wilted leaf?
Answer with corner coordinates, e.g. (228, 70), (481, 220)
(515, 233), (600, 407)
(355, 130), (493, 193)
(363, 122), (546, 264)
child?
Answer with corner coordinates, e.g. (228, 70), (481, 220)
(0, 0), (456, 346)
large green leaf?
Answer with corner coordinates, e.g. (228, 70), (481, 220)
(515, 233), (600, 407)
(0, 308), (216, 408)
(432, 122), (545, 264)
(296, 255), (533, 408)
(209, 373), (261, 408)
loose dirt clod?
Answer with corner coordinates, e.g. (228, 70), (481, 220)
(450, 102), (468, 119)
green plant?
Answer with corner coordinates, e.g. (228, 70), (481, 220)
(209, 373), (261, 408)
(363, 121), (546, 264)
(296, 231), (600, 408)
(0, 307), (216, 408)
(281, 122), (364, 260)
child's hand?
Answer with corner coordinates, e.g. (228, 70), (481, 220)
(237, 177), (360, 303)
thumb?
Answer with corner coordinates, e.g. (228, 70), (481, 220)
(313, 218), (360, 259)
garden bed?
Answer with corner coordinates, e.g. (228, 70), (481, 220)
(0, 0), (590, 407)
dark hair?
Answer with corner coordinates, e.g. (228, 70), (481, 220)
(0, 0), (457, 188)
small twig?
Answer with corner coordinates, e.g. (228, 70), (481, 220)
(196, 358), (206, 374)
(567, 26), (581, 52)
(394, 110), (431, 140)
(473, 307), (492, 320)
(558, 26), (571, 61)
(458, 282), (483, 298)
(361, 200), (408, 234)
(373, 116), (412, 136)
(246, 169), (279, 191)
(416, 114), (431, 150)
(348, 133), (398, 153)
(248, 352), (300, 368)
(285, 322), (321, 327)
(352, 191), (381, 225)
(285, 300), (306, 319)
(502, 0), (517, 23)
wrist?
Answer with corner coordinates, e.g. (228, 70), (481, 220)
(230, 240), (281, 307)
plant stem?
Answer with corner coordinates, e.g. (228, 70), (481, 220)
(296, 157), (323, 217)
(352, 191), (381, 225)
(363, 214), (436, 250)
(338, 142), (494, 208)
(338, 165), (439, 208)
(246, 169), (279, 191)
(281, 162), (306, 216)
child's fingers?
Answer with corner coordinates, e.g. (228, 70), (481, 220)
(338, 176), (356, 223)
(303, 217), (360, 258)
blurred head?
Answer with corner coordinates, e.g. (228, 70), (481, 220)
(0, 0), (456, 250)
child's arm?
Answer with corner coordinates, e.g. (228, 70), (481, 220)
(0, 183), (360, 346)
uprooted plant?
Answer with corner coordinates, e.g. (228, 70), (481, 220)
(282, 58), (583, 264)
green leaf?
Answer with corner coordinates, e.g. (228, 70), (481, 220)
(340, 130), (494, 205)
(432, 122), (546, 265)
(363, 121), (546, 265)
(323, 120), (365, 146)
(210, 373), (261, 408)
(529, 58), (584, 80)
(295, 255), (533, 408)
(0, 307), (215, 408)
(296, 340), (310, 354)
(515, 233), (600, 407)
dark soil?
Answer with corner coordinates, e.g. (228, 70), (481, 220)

__STATED EXERCISE__
Locate every line in the data above that contains the string "leaf" and copy each such line out in full. Matching is case-sensitive.

__SOLUTION FOR THIS TASK__
wilted leaf?
large green leaf?
green leaf?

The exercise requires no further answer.